**Problem description:** Your task is to quote the listing below exactly, beginning with its first line and ending on the line bearing "250 529 L 370".

**Exercise material:**
□ □ □ □ □
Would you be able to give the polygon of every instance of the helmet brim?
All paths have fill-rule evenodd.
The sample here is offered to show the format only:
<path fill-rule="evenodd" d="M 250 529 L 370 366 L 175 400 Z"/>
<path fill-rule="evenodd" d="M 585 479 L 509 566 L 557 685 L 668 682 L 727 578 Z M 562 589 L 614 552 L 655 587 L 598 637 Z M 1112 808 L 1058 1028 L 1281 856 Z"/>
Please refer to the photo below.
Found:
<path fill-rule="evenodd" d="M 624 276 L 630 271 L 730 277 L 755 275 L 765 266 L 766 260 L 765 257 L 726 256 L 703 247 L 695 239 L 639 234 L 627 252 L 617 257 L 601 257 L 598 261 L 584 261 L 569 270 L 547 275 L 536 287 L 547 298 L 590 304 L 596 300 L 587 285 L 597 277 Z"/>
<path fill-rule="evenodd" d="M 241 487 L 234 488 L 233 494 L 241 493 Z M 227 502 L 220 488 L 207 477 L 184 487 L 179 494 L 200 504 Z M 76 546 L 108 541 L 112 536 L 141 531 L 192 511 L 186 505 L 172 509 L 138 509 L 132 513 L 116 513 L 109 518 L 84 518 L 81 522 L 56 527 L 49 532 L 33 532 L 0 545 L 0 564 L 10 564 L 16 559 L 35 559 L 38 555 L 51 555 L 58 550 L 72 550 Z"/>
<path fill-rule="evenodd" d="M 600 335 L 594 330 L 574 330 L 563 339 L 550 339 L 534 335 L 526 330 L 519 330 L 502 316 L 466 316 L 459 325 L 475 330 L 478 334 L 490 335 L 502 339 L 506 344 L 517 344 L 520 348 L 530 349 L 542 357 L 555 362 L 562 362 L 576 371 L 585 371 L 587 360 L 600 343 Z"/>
□ □ □ □ □
**Response to the exercise:**
Would you be able to give the polygon of every instance of the helmet brim?
All paths have fill-rule evenodd.
The sample here is offered to show the format only:
<path fill-rule="evenodd" d="M 250 529 L 370 366 L 175 400 Z"/>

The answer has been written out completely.